§ **WHAT THE TASK ASKS**:
Please list every line below that contains the word "tank", copying each one in full.

===== SUPPLIED DATA

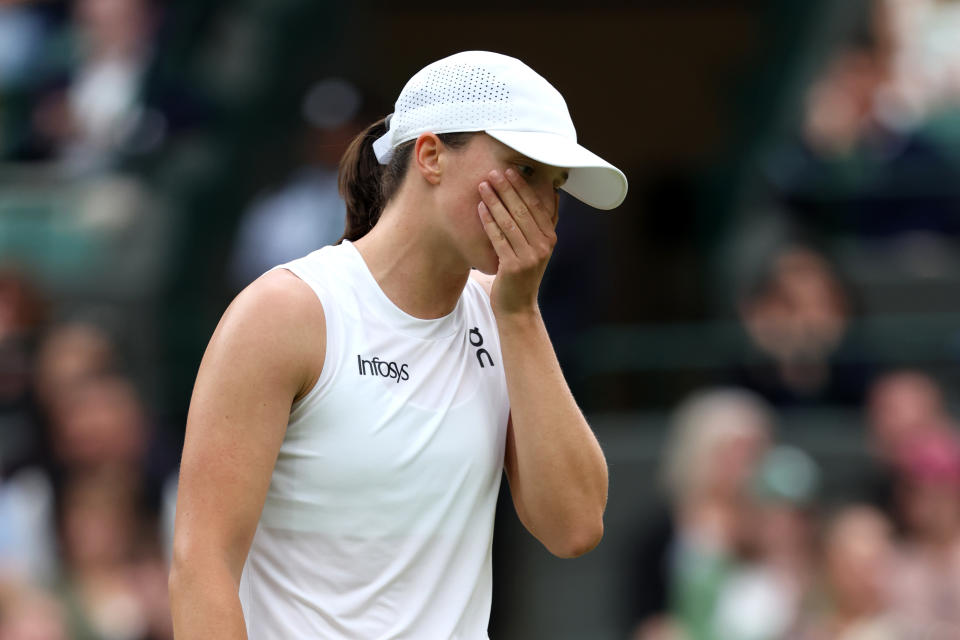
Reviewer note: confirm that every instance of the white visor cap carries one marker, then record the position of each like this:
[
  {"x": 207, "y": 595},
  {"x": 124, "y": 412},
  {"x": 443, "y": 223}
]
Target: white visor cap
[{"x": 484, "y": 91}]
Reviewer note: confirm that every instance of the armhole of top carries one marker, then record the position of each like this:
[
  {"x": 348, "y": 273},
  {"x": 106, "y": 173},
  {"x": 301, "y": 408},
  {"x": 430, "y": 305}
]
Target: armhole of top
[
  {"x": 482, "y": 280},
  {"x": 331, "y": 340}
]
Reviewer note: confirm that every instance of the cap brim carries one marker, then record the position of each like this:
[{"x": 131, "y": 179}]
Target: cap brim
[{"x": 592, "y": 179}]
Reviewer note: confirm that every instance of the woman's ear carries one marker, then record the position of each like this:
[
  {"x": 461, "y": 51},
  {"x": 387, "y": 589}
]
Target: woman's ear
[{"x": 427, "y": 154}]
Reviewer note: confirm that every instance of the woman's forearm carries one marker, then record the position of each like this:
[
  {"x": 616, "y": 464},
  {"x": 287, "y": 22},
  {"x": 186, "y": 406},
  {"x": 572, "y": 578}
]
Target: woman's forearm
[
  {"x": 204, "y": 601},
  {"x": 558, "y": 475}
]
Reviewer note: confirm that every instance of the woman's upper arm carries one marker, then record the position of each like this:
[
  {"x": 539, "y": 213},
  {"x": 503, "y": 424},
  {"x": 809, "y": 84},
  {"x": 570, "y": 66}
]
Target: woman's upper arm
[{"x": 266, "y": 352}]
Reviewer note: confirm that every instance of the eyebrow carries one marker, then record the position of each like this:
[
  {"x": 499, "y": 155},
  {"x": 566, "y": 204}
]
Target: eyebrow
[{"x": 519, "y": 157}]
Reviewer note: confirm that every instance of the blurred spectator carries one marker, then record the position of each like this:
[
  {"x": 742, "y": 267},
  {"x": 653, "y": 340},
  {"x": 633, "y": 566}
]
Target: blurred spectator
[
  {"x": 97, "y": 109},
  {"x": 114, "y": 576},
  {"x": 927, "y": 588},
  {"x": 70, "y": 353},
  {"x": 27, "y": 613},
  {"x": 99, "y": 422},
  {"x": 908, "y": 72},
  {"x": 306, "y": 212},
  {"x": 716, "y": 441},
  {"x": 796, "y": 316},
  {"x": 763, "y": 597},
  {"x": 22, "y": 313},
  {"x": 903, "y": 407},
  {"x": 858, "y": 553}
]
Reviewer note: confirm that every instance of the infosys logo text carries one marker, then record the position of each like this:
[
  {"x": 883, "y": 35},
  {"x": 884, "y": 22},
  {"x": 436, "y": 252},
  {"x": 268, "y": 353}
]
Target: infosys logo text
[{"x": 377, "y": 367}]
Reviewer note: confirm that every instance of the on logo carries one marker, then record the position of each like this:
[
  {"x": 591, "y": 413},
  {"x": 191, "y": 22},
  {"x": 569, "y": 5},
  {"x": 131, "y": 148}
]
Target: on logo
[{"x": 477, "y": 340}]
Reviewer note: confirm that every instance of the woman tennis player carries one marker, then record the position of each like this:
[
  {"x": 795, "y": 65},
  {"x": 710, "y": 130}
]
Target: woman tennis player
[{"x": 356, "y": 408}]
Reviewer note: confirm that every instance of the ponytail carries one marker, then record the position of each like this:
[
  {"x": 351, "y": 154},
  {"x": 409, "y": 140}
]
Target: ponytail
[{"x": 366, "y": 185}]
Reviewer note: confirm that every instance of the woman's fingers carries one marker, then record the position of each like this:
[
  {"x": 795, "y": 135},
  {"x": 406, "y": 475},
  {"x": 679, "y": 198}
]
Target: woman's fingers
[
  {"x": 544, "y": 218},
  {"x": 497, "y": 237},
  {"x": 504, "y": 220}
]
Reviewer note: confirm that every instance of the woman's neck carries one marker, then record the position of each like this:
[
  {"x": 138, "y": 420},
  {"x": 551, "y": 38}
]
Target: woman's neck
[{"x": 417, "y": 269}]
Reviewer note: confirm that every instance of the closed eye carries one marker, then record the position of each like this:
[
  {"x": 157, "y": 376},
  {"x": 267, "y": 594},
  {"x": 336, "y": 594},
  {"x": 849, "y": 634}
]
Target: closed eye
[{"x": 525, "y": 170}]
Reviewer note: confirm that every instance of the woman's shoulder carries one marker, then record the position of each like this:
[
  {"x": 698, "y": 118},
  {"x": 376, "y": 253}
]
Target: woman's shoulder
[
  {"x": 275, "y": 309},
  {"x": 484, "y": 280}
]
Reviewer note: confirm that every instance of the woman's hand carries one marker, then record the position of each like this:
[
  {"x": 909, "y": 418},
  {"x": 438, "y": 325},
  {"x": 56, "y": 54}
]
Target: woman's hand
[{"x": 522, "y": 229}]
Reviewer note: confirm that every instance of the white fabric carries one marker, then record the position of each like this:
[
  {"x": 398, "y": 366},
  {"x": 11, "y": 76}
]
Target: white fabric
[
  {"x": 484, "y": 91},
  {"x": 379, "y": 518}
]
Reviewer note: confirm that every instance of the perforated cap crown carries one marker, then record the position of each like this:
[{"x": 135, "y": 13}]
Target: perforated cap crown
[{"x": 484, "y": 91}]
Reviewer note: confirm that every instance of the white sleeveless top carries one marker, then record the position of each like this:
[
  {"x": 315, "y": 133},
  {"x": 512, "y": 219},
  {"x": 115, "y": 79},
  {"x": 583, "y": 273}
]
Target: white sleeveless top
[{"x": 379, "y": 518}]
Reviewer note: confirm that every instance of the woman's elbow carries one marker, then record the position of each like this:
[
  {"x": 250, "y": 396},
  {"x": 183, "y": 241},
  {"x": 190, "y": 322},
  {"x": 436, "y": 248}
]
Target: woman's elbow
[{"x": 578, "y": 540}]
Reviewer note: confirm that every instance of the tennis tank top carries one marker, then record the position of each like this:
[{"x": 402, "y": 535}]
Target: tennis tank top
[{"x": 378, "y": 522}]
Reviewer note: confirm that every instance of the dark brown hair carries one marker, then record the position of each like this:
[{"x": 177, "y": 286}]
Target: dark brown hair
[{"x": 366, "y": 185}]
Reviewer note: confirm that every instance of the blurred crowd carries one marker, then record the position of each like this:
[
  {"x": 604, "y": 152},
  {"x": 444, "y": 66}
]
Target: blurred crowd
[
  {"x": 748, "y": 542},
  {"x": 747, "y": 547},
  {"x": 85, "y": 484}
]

==========
===== SUPPLIED DATA

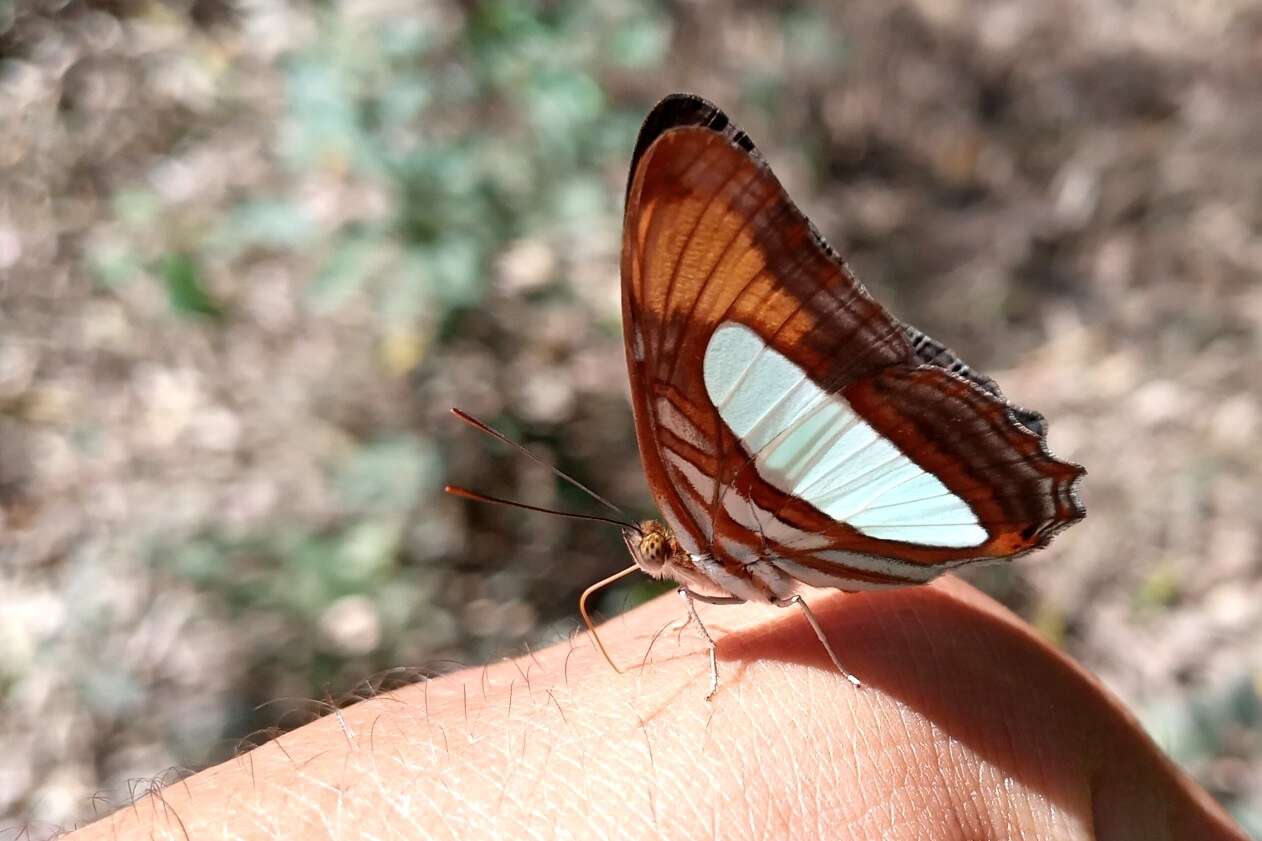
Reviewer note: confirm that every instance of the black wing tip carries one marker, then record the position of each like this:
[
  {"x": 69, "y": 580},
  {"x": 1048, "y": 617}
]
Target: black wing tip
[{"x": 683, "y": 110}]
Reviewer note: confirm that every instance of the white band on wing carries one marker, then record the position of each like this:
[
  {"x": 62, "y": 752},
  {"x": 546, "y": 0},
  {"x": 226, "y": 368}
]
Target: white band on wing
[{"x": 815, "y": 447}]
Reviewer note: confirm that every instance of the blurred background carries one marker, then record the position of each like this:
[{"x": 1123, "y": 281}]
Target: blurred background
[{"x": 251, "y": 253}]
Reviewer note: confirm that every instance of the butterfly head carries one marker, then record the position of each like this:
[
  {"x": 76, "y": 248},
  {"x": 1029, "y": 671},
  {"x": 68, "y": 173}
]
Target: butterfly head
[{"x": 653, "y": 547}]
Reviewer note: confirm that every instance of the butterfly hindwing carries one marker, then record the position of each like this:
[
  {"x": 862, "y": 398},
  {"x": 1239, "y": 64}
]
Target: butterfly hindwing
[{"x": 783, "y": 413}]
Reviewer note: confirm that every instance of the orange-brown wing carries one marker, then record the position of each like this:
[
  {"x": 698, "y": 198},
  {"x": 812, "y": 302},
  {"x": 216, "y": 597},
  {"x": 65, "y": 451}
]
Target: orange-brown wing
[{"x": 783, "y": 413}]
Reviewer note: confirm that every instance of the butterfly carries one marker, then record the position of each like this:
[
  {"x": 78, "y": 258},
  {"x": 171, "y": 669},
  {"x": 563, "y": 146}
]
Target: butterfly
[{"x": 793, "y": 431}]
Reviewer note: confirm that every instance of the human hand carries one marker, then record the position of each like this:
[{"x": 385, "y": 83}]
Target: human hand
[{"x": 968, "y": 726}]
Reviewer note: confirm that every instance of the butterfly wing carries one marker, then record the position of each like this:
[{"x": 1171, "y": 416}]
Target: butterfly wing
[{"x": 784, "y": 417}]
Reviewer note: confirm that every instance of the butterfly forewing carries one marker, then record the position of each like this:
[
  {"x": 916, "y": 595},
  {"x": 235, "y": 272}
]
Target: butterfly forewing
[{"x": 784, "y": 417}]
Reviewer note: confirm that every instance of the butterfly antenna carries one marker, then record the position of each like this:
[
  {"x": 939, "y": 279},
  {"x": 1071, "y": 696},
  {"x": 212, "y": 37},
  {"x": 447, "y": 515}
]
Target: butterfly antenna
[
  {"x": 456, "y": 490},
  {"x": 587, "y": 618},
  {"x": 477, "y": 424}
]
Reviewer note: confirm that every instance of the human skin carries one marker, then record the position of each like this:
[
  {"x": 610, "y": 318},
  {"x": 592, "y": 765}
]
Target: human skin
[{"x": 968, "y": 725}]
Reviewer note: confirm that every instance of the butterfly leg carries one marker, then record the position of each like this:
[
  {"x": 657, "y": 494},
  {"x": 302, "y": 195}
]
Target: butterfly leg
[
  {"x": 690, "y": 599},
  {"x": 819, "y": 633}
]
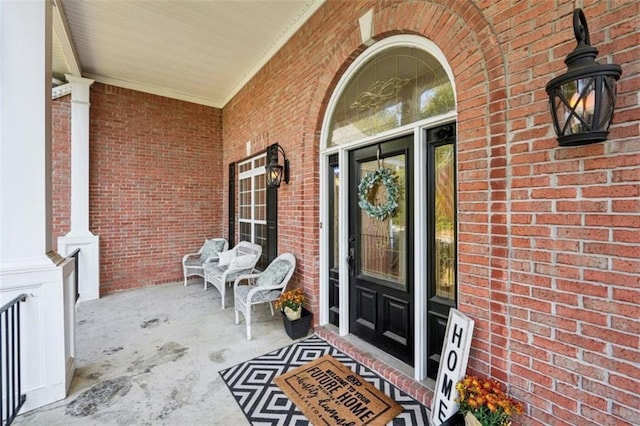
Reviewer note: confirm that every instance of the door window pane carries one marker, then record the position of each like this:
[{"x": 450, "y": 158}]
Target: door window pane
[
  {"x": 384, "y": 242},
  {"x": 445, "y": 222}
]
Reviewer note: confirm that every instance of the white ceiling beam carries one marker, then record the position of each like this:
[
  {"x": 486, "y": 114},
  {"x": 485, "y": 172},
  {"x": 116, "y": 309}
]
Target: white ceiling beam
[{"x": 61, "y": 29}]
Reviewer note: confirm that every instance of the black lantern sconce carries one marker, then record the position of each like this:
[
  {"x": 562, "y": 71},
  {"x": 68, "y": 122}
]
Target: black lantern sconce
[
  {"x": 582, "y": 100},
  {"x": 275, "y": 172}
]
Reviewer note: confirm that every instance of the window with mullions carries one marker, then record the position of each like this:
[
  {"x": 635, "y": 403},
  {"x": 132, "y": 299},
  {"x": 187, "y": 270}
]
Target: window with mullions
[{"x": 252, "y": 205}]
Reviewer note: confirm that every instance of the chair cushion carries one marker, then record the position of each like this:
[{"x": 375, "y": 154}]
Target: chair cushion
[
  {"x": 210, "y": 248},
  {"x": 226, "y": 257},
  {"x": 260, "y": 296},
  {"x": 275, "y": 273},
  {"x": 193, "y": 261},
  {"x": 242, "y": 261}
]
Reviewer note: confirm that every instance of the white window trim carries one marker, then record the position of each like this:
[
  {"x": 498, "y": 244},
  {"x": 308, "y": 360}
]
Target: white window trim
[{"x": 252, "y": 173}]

==========

§ **REPLY**:
Reviewer note: confirm that every instance of the tennis tank top carries one marker, then record the position of each like this:
Target: tennis tank top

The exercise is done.